Using the listing below, set down exactly the lines starting at the line that contains "Target: red tile roof" and ending at the line that contains "Pass the picture above and point out the wooden door, giving", both included, and no others.

◆ WORKING DATA ◆
━━━

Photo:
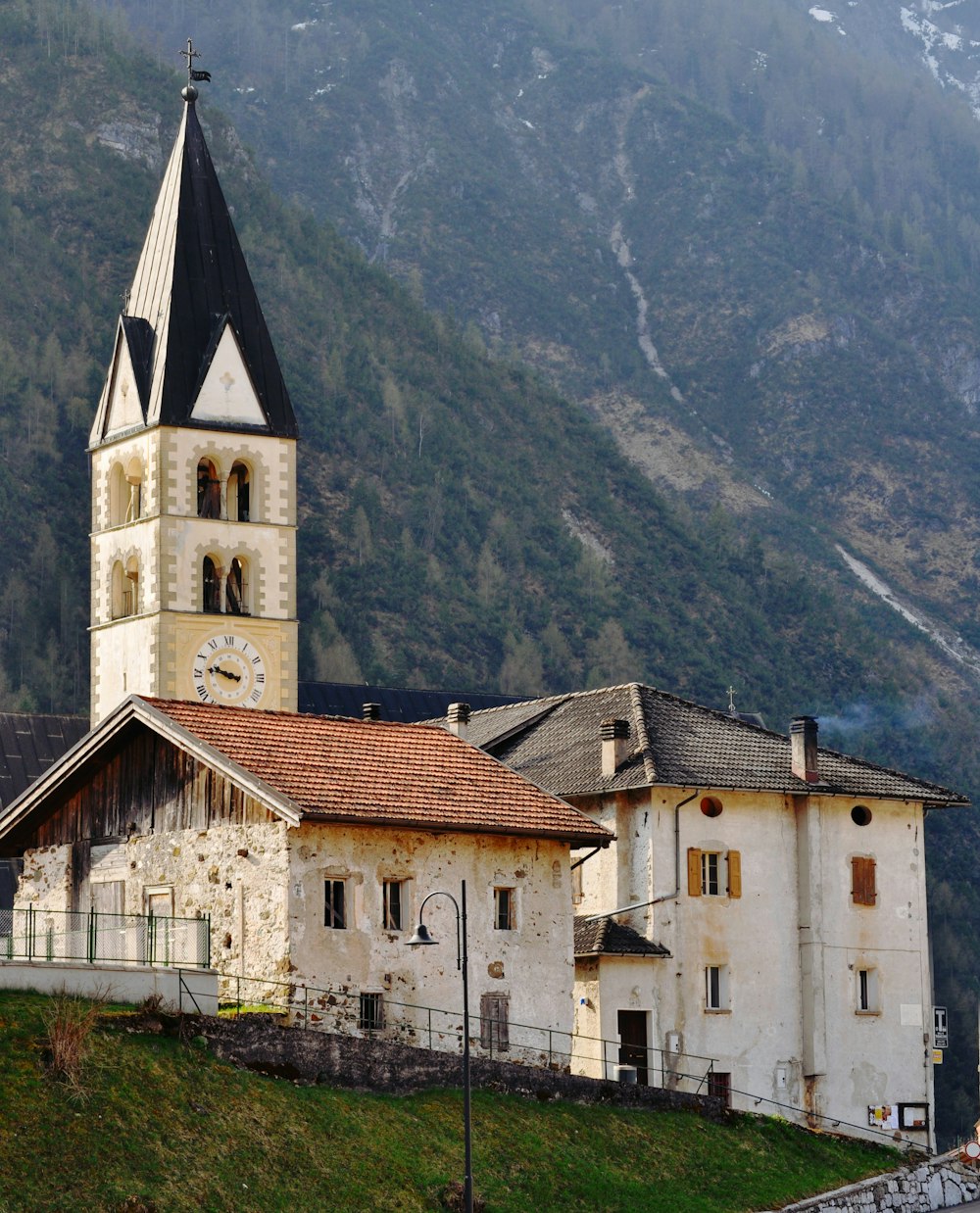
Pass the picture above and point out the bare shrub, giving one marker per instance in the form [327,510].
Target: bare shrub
[71,1023]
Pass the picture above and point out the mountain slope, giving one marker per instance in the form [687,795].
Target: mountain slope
[461,523]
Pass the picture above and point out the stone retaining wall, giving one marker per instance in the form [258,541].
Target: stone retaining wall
[259,1043]
[939,1184]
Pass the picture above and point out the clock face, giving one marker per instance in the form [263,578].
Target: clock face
[229,669]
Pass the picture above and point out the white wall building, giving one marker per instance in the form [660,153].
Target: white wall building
[763,905]
[311,844]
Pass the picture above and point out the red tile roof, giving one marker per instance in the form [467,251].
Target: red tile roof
[381,771]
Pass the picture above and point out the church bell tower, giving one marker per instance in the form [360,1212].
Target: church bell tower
[193,457]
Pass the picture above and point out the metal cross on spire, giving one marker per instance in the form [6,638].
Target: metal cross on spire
[192,72]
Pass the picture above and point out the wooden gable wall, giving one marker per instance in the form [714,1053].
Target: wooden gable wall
[149,786]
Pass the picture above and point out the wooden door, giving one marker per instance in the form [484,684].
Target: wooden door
[632,1028]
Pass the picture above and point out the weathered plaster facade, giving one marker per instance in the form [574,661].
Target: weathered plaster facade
[144,519]
[262,887]
[790,947]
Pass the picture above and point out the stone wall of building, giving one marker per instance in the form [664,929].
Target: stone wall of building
[254,1043]
[919,1188]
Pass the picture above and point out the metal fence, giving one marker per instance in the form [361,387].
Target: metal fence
[370,1014]
[92,938]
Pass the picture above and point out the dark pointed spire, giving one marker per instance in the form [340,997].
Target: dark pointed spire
[190,285]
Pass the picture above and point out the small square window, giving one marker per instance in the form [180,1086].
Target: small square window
[504,908]
[371,1018]
[715,988]
[862,881]
[335,905]
[494,1022]
[867,993]
[392,897]
[719,1086]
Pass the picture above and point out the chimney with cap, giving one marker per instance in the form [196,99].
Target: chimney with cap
[458,718]
[803,749]
[615,738]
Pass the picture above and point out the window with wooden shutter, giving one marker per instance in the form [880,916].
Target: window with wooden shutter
[734,873]
[694,871]
[862,881]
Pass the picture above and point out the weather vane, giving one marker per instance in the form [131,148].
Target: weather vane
[193,73]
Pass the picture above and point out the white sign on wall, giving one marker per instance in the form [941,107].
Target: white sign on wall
[940,1028]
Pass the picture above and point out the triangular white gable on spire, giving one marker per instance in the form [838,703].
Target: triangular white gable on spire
[121,408]
[227,396]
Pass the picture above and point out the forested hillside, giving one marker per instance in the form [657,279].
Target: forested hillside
[760,355]
[769,302]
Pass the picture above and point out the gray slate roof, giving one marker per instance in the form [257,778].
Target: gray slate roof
[29,745]
[556,744]
[608,938]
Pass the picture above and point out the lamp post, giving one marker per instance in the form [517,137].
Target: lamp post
[422,937]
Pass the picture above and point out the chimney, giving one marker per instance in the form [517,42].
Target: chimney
[803,749]
[615,738]
[458,718]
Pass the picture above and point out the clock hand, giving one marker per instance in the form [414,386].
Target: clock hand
[224,673]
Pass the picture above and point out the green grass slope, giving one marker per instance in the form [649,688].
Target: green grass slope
[162,1126]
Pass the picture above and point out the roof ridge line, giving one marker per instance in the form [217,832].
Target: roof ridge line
[643,737]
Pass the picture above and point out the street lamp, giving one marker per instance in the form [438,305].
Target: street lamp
[422,937]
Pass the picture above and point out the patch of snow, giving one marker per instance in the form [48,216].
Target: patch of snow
[587,538]
[953,646]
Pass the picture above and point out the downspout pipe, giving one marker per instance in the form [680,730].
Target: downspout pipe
[664,897]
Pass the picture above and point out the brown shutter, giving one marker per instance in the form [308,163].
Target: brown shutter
[862,888]
[734,873]
[694,872]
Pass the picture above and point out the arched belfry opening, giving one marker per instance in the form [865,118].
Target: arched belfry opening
[239,493]
[209,490]
[210,587]
[236,589]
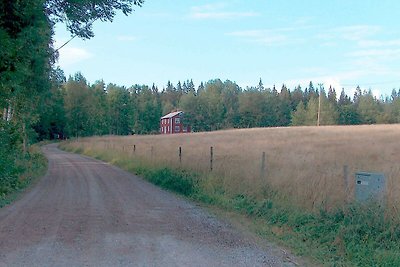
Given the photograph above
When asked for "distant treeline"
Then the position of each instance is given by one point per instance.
(76, 108)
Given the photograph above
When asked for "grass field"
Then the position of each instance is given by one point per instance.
(304, 164)
(299, 200)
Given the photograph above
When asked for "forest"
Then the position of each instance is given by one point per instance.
(76, 108)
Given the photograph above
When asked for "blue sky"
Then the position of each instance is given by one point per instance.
(338, 43)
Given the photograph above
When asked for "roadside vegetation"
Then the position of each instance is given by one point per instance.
(299, 201)
(19, 171)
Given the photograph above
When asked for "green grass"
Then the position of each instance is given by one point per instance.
(29, 168)
(354, 235)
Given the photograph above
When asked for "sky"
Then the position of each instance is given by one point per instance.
(338, 43)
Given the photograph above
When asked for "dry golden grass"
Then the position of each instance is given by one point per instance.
(304, 164)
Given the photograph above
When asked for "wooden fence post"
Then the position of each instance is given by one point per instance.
(263, 165)
(346, 181)
(211, 157)
(180, 155)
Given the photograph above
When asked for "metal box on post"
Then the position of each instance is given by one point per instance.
(370, 186)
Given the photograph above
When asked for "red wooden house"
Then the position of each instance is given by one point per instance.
(173, 123)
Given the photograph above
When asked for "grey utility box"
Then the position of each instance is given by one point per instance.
(370, 186)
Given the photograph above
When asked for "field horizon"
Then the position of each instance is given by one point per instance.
(304, 163)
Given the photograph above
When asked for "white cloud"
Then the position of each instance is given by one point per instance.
(379, 43)
(350, 33)
(70, 55)
(126, 38)
(217, 11)
(387, 53)
(270, 37)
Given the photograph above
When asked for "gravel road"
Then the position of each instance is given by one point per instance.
(88, 213)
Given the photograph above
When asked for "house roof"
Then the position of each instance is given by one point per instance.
(171, 115)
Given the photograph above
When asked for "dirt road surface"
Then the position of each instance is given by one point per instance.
(88, 213)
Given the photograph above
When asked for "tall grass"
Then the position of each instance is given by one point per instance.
(304, 164)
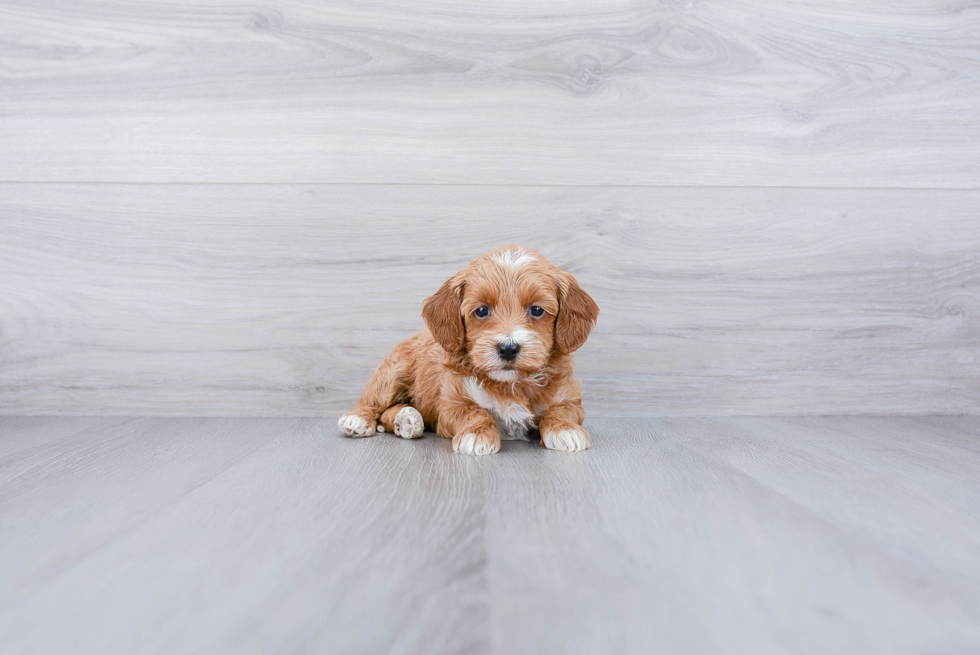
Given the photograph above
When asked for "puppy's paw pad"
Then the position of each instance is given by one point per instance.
(409, 423)
(475, 444)
(353, 425)
(571, 441)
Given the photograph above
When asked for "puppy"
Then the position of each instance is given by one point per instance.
(495, 362)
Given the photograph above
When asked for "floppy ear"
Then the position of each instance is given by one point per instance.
(443, 317)
(577, 314)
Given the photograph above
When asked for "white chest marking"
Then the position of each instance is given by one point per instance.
(513, 419)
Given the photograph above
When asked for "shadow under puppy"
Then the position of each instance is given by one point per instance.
(495, 362)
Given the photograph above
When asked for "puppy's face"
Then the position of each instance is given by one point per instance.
(508, 312)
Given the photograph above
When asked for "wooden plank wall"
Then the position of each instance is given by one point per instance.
(210, 208)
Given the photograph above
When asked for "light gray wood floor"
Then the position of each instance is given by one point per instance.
(808, 535)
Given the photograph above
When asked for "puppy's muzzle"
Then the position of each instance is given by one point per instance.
(508, 351)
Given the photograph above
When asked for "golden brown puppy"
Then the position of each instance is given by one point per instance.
(495, 362)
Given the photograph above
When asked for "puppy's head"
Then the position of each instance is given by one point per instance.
(509, 312)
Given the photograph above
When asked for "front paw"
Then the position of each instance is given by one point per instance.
(568, 437)
(354, 425)
(476, 443)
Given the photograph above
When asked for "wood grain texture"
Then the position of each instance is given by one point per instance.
(730, 93)
(281, 300)
(801, 535)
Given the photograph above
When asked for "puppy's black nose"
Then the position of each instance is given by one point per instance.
(508, 351)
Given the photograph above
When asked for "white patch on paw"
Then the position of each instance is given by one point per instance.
(409, 423)
(353, 425)
(567, 440)
(469, 444)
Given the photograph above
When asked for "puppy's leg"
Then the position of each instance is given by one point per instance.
(385, 386)
(472, 429)
(561, 424)
(403, 421)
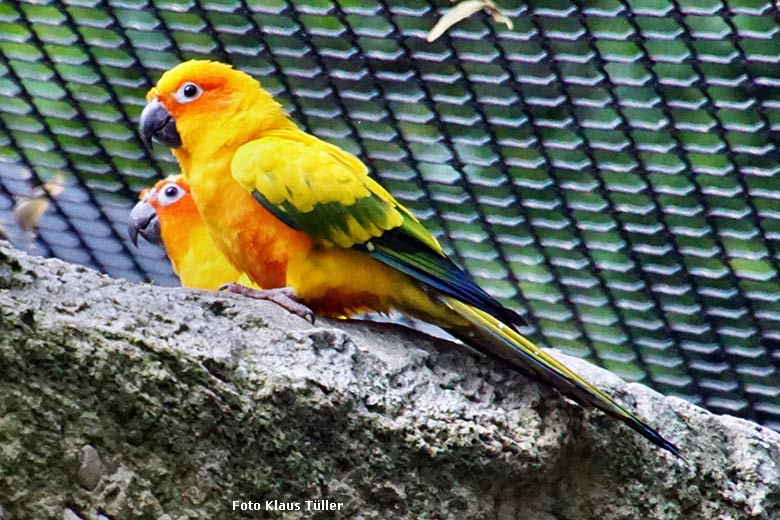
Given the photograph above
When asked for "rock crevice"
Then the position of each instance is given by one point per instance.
(127, 401)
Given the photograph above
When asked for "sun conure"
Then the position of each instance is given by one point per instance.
(303, 219)
(167, 215)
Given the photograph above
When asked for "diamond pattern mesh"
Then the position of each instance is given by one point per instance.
(609, 168)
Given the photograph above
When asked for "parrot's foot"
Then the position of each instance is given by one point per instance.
(283, 296)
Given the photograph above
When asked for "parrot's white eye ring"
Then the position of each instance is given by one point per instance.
(188, 92)
(169, 194)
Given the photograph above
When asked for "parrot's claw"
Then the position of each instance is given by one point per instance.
(283, 296)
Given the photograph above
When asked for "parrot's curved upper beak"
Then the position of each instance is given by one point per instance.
(157, 123)
(144, 221)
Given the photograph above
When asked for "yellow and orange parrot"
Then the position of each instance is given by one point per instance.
(303, 218)
(167, 214)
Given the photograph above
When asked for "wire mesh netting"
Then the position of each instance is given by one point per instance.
(607, 167)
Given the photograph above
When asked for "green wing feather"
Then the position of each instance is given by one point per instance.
(319, 189)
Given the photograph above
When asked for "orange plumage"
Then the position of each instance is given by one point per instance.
(294, 212)
(194, 257)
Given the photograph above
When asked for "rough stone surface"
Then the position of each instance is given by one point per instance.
(195, 399)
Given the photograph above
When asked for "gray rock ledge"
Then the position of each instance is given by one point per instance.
(122, 401)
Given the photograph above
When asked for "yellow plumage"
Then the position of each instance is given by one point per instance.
(288, 209)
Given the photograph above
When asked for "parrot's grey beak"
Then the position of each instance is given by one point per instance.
(157, 123)
(144, 221)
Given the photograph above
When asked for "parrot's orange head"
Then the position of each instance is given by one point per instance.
(166, 205)
(206, 103)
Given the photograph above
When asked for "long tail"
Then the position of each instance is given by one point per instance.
(505, 342)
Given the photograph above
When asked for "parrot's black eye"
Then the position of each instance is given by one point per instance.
(188, 92)
(170, 194)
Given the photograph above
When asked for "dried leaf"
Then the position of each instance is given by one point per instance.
(462, 11)
(28, 211)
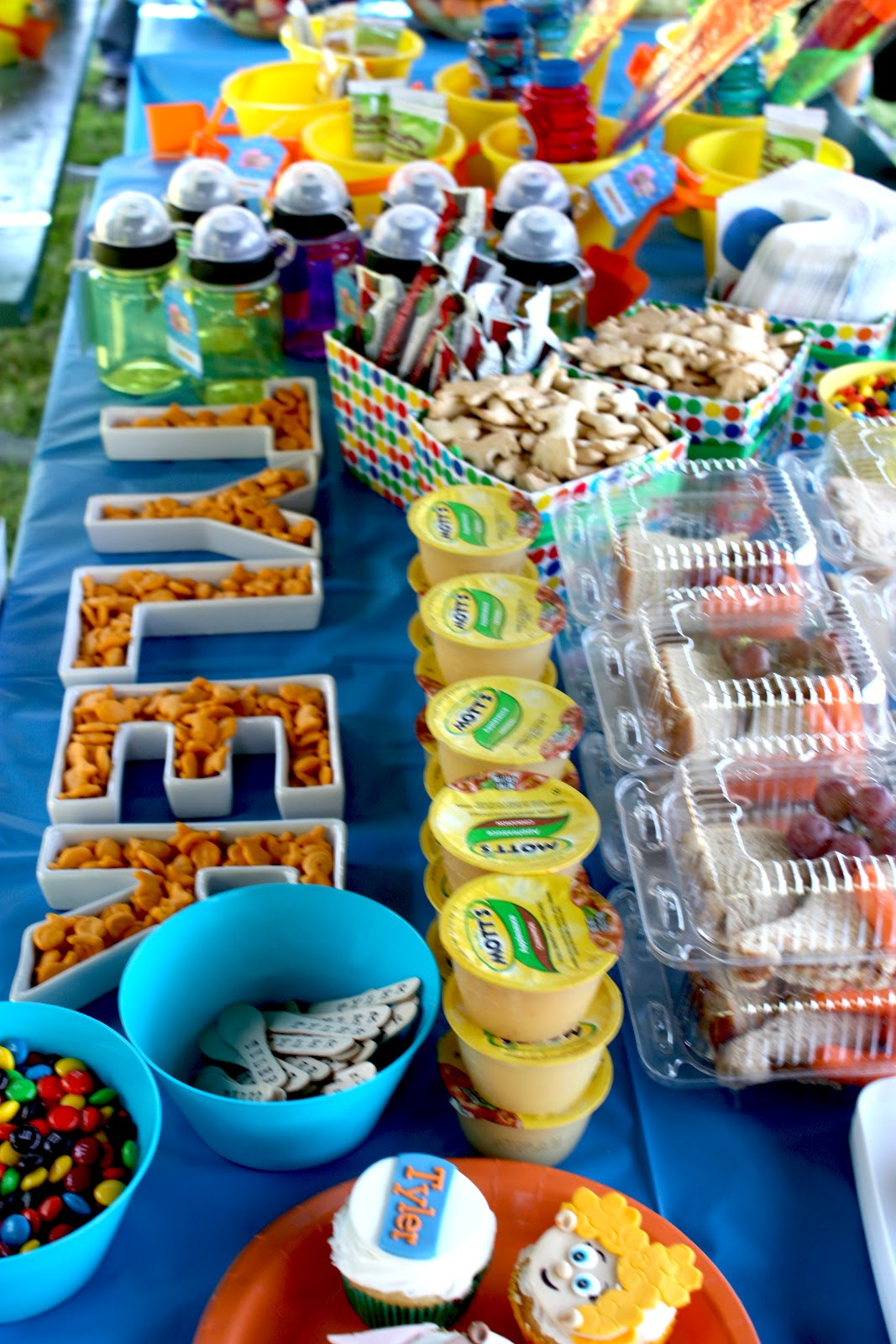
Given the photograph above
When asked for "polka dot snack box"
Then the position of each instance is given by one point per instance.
(374, 413)
(441, 465)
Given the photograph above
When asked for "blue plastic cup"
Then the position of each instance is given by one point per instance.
(270, 944)
(47, 1276)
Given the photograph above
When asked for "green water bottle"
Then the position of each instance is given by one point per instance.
(134, 250)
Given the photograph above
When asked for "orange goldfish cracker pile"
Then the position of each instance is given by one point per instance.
(107, 608)
(181, 858)
(66, 940)
(286, 412)
(204, 718)
(244, 504)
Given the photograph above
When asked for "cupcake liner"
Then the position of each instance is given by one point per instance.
(378, 1314)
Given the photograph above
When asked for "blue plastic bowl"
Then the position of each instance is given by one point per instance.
(261, 944)
(47, 1276)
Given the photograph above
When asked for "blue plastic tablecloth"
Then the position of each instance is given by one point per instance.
(761, 1180)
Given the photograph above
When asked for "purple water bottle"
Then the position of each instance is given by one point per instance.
(312, 206)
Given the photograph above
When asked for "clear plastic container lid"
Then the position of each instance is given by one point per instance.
(685, 524)
(849, 492)
(311, 188)
(419, 183)
(540, 235)
(531, 183)
(710, 669)
(201, 183)
(710, 1027)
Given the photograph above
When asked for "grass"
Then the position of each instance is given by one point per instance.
(27, 353)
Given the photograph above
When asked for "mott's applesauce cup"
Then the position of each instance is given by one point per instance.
(506, 1133)
(503, 723)
(469, 528)
(547, 1075)
(512, 822)
(528, 953)
(492, 625)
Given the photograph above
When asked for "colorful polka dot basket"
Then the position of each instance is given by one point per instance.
(374, 416)
(439, 465)
(730, 429)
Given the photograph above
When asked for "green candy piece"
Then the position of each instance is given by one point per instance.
(22, 1089)
(102, 1097)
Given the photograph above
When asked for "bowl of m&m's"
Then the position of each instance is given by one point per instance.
(80, 1124)
(864, 391)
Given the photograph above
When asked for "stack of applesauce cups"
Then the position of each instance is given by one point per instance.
(521, 940)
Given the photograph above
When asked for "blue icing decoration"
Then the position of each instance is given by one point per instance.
(416, 1206)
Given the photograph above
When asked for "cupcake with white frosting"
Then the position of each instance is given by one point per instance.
(412, 1241)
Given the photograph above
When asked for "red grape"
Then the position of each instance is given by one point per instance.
(835, 799)
(810, 835)
(873, 806)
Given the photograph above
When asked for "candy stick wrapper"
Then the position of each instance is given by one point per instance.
(835, 35)
(718, 34)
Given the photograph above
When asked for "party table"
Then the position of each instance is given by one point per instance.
(761, 1180)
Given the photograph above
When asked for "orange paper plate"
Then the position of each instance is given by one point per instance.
(282, 1287)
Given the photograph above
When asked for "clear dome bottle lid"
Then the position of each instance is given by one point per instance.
(199, 185)
(530, 183)
(419, 183)
(230, 246)
(311, 201)
(132, 232)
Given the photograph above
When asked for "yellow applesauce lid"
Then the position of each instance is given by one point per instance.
(466, 1101)
(530, 933)
(432, 680)
(515, 822)
(490, 611)
(474, 521)
(595, 1032)
(506, 718)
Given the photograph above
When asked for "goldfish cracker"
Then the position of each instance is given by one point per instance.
(546, 1077)
(492, 625)
(469, 528)
(513, 823)
(496, 1132)
(528, 953)
(501, 723)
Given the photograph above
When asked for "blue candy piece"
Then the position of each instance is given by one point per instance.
(15, 1230)
(76, 1203)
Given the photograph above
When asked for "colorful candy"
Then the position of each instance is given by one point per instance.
(67, 1147)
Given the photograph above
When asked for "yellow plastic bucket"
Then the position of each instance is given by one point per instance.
(329, 140)
(501, 143)
(728, 159)
(379, 67)
(277, 100)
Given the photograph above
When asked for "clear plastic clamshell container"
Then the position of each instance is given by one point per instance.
(681, 526)
(711, 669)
(849, 492)
(696, 1030)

━━━

◆ RESPONSE AREA ◆
Target: red tile roof
[381,771]
Pass the picture above and point out the church bell tower, giving one marker per instance in the form [360,1212].
Target: church bell tower
[193,457]
Pass the picture above and point out the metal cross on spire, giving one marker per instance in the form [6,638].
Target: metal cross on spire
[192,72]
Pass the picture above and point out the wooden gable wall, giving one marker per instance in the form [714,1053].
Target: wooden gable wall
[149,786]
Pass the picture above and point out the wooden door, giving one marker per instance in the form [484,684].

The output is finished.